WRITTEN EXERCISE: Can you convert every line of the records below into a Markdown table with the columns "Row" and "Text", numbering each row and leaving out blank lines?

(Entries from a point annotation set)
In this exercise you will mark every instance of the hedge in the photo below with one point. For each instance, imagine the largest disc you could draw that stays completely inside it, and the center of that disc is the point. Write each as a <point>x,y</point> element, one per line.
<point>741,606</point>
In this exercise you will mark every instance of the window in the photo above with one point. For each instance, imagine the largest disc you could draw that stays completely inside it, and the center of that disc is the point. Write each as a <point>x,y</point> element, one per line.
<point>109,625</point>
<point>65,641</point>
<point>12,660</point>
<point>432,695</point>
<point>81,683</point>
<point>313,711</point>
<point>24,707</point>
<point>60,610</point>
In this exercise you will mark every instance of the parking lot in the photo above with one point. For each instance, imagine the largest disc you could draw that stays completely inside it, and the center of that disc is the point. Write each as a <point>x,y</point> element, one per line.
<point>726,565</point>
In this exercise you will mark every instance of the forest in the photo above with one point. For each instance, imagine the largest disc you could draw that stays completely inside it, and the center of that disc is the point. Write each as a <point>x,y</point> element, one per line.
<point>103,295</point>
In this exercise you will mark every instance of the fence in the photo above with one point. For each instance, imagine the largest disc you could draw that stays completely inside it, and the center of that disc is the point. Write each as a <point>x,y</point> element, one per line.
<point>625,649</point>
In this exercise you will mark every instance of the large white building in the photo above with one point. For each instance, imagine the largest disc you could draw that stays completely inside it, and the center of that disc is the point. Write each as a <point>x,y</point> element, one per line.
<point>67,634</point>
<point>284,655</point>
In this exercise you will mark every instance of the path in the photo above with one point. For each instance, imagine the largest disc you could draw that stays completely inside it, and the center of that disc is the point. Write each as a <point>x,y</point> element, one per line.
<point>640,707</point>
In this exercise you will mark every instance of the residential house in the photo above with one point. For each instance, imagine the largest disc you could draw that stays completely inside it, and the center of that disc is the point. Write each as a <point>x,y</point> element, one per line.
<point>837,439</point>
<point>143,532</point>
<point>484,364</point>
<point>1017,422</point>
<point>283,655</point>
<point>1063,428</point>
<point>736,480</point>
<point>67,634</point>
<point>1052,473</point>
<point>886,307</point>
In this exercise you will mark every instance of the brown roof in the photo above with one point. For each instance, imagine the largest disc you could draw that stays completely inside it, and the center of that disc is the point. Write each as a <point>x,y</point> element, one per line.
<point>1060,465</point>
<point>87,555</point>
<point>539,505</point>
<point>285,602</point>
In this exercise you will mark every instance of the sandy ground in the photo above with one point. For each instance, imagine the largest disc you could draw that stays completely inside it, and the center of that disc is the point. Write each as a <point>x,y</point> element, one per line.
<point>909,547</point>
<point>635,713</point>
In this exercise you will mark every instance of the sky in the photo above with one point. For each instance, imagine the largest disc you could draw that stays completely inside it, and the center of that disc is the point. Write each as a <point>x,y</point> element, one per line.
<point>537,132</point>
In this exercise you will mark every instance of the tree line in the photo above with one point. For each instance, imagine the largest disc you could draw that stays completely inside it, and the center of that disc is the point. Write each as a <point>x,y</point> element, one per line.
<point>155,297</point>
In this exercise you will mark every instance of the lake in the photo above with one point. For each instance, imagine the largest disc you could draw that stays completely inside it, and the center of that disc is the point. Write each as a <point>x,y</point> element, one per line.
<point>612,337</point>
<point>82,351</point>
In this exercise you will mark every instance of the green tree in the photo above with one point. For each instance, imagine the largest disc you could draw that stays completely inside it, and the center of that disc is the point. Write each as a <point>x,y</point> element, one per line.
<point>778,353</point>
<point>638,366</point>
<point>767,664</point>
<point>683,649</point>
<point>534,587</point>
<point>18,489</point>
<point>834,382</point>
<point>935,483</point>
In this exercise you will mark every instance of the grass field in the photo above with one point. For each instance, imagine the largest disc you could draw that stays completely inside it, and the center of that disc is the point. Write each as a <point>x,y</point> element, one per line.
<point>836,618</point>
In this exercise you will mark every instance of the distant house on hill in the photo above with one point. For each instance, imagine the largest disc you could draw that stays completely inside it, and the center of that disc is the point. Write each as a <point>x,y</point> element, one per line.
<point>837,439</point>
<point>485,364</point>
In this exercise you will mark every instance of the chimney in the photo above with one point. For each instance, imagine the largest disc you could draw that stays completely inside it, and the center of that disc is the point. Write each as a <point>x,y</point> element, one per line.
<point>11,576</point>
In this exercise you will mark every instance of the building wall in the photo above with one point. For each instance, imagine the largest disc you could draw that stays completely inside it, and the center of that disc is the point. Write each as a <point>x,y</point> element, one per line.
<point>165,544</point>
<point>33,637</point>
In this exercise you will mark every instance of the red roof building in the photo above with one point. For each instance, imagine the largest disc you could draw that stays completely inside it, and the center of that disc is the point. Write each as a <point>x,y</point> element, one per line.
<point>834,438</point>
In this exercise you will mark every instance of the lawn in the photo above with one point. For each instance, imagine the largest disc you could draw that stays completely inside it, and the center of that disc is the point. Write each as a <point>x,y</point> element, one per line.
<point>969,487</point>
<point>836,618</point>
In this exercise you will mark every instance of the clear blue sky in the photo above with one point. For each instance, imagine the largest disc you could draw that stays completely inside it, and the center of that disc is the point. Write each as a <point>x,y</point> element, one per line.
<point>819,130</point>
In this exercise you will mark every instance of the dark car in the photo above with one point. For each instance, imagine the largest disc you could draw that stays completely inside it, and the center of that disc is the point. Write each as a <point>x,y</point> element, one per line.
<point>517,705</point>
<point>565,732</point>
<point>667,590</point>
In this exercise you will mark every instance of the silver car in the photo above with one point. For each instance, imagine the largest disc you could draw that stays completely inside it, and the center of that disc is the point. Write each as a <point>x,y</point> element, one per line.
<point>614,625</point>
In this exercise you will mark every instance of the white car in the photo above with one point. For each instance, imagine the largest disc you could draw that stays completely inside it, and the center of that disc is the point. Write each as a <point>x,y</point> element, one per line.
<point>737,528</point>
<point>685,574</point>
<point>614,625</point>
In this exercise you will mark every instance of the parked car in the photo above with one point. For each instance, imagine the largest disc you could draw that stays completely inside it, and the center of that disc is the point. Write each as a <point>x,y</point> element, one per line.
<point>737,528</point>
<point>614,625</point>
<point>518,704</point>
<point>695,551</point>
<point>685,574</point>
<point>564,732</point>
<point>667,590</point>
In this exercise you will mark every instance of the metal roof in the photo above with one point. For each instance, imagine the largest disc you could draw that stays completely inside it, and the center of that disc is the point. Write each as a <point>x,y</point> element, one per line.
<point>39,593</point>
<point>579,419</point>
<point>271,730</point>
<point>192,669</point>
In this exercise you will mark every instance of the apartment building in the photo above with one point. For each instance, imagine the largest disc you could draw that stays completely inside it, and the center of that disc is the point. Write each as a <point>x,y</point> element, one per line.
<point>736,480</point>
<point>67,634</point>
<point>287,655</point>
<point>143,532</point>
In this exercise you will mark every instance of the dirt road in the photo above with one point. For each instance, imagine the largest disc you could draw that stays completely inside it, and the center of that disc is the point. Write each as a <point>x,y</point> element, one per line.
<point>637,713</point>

OUTPUT BELOW:
| Row | Text |
|---|---|
| 1 | In this exercise you will mark every instance of the hedge in the photo below with one point. For each instance, imagine the largest disc you could draw that stays completely inside it, and the center of that disc is the point. Write each as a <point>x,y</point> element, one per line. |
| 2 | <point>741,606</point> |
| 3 | In this exercise you will mark every instance of the window in the photo above with one point. For each instance, imagine the largest disc you could draw that stays completely inside it, and the center of that disc is the point. Write each as a <point>x,y</point> element, one per line. |
| 4 | <point>109,625</point> |
| 5 | <point>65,641</point> |
| 6 | <point>12,660</point> |
| 7 | <point>432,695</point> |
| 8 | <point>81,683</point> |
| 9 | <point>313,711</point> |
| 10 | <point>24,707</point> |
| 11 | <point>60,610</point> |
| 12 | In this exercise you will mark every instance of the parking lot in the photo above with one point. For each instance, imagine the largest disc you could draw that stays completely inside it, and the center of that disc is the point. Write each as a <point>x,y</point> element, one per line. |
| 13 | <point>726,565</point> |
| 14 | In this exercise you will mark every instance of the forest in the photo above with one point. For each instance, imagine the largest disc you could draw that stays completely inside it, and the center of that disc is the point. Write each as a <point>x,y</point> element, one per line. |
| 15 | <point>103,295</point> |
| 16 | In this exercise you will mark every instance of the fence in the photo above with one point. For each instance, imagine the largest disc you could draw that stays completely inside it, and the center of that disc is the point. Write each as a <point>x,y</point> element, one per line. |
| 17 | <point>625,649</point> |
| 18 | In this exercise you will mark every instance of the large white building in the photo above with one point. For each instance, imagine the largest disc you could draw that stays completely inside it, and the center of that disc is the point. Write each as a <point>x,y</point> element, one per line. |
| 19 | <point>67,634</point> |
| 20 | <point>284,655</point> |
| 21 | In this exercise you will mark every instance of the path in the photo above with one point. For each instance, imagine the largest disc you could draw that stays completely inside it, and the center of that disc is the point. Write each as a <point>x,y</point> element, one per line. |
| 22 | <point>640,707</point> |
| 23 | In this exercise you will mark every instance of the residential house in the photo above with one point. For each instance, imagine the largest disc you could draw that stays completely inside it, and the center of that disc is the point. Write each as a <point>x,y</point> element, one per line. |
| 24 | <point>837,439</point> |
| 25 | <point>143,532</point> |
| 26 | <point>484,364</point> |
| 27 | <point>1017,422</point> |
| 28 | <point>283,655</point> |
| 29 | <point>1063,428</point> |
| 30 | <point>736,480</point> |
| 31 | <point>67,634</point> |
| 32 | <point>1052,473</point> |
| 33 | <point>886,307</point> |
| 34 | In this exercise you will mark every instance of the brown roof in the photo above with one point. For each instance, imagine the largest disc you could draw that stays completely inside it, and the center of that disc is the point. Write each as a <point>x,y</point> element, one per line. |
| 35 | <point>1060,465</point> |
| 36 | <point>87,555</point> |
| 37 | <point>539,505</point> |
| 38 | <point>285,602</point> |
| 39 | In this exercise you will mark every instance of the sandy ground in the photo above with one point. For each instance, imagine the largest disc you could draw that stays completely inside it, and the center of that disc is the point. Write each as a <point>x,y</point> element, one per line. |
| 40 | <point>909,547</point> |
| 41 | <point>635,713</point> |
| 42 | In this exercise you will mark every instance of the sky in the photo above with one point. For each instance, imagine the largest disc you could draw that stays completely inside it, and the center of that disc is the point. Write each as a <point>x,y</point> element, one per line. |
| 43 | <point>537,132</point> |
| 44 | In this exercise you will mark every instance of the tree line in the photo above with one point. For each instance, imagine the largest disc you could draw that stays completely inside it, and the center of that disc is the point. Write each as a <point>x,y</point> element, one per line. |
| 45 | <point>155,297</point> |
| 46 | In this exercise you will mark every instance of the lake in the photo above with one point. For each instance, imagine the largest disc you could draw that stays completely inside it, and the center of that disc is the point. Write each as a <point>x,y</point> element, one per line. |
| 47 | <point>612,337</point> |
| 48 | <point>82,351</point> |
| 49 | In this exercise you will mark every instance of the green tree in the photo above with one point. For each instance, imagine the largest disc you could draw that stays completely inside it, and the center of that disc is the point. Write each as a <point>x,y</point> element, one per line. |
| 50 | <point>778,353</point> |
| 51 | <point>638,366</point> |
| 52 | <point>767,664</point> |
| 53 | <point>683,649</point> |
| 54 | <point>534,587</point> |
| 55 | <point>18,489</point> |
| 56 | <point>834,382</point> |
| 57 | <point>935,483</point> |
| 58 | In this exercise you will mark every instance of the grass field in the photo above with one point. For each instance, imagine the largest disc you could draw that stays completely inside it, and the center of that disc is the point. Write each as a <point>x,y</point> element, one per line. |
| 59 | <point>836,618</point> |
| 60 | In this exercise you will mark every instance of the distant house on hill in the photo above with one point. For each instance, imagine the largest disc you could draw that stays completely inside it, and the center of that disc is the point. Write each as a <point>x,y</point> element, one per line. |
| 61 | <point>837,439</point> |
| 62 | <point>485,364</point> |
| 63 | In this exercise you will mark every instance of the chimney in the photo above with one point. For each instance, imagine the largest disc you could draw that stays completely inside it, and the center of that disc is the point. Write each as a <point>x,y</point> element, one per line. |
| 64 | <point>11,576</point> |
| 65 | In this exercise you will mark every instance of the building wall in the photo above with one point. For each instance, imagine the largest disc you could draw that stays completely inside it, and the center of that disc is the point. Write each as a <point>x,y</point> element, one per line. |
| 66 | <point>165,544</point> |
| 67 | <point>33,637</point> |
| 68 | In this exercise you will mark every instance of the red roof building in the photo above with one point. For each instance, imagine the largest disc you could draw that stays completely inside it, and the center of that disc is the point. Write each as a <point>x,y</point> element, one per line. |
| 69 | <point>834,438</point> |
| 70 | In this exercise you will mark every instance of the lawn in the photo above with one point. For each instance, imagine the largest disc you could draw that stays completely inside it, and the center of that disc is the point. Write each as a <point>x,y</point> element, one per line. |
| 71 | <point>969,487</point> |
| 72 | <point>836,618</point> |
| 73 | In this exercise you will mark every instance of the clear blue sky in the photo above with one point. For each instance, imagine the largest disc you could draw that stays completely inside it, and the center of that disc is the point. Write each as a <point>x,y</point> element, one per line. |
| 74 | <point>819,130</point> |
| 75 | In this exercise you will mark every instance of the dark car in the photo above with one point. For each instance, imagine the largest disc you could draw that stays completely inside it, and the center of that disc is the point. Write each as a <point>x,y</point> element, one per line. |
| 76 | <point>517,705</point> |
| 77 | <point>565,732</point> |
| 78 | <point>667,590</point> |
| 79 | In this exercise you will mark every instance of the silver car in the photo above with one point. For each instance, imagine the largest disc you could draw that stays completely inside it, and the center of that disc is the point. Write each as a <point>x,y</point> element, one per line. |
| 80 | <point>614,625</point> |
| 81 | In this exercise you will mark every instance of the white car in the photo above with one point. For each instance, imagine the largest disc you could draw that stays completely inside it, and the center of that disc is the point. Write each as a <point>x,y</point> element, one per line. |
| 82 | <point>737,528</point> |
| 83 | <point>685,574</point> |
| 84 | <point>614,625</point> |
| 85 | In this exercise you will mark every instance of the parked car in the photo above with one point. For each instance, imagine the largest disc you could draw that stays completely inside it, and the center of that disc is the point. Write each as a <point>x,y</point> element, one per line. |
| 86 | <point>737,528</point> |
| 87 | <point>614,625</point> |
| 88 | <point>518,704</point> |
| 89 | <point>695,551</point> |
| 90 | <point>685,574</point> |
| 91 | <point>564,732</point> |
| 92 | <point>667,590</point> |
| 93 | In this exercise you will mark every instance of the metal roof in the photo above with one point. For each instance, imagine the largest disc you could draw that stays completely inside it, and the center of that disc is the point. Write each as a <point>x,y</point> element, one per line. |
| 94 | <point>39,593</point> |
| 95 | <point>579,419</point> |
| 96 | <point>271,730</point> |
| 97 | <point>192,669</point> |
| 98 | In this exercise you will mark every instance of the apartment building in the photo above with one point. For each instance, imagine the largest disc you could draw that stays completely inside it, and the center of that disc is the point. Write each as a <point>x,y</point> element, one per line. |
| 99 | <point>736,480</point> |
| 100 | <point>67,634</point> |
| 101 | <point>287,655</point> |
| 102 | <point>143,532</point> |
| 103 | In this exercise you will mark every instance of the dirt road in the photo above with one point. For each instance, imagine the largest disc you could draw that stays completely inside it, and the center of that disc is the point. Write each as a <point>x,y</point> element, one per line. |
| 104 | <point>637,713</point> |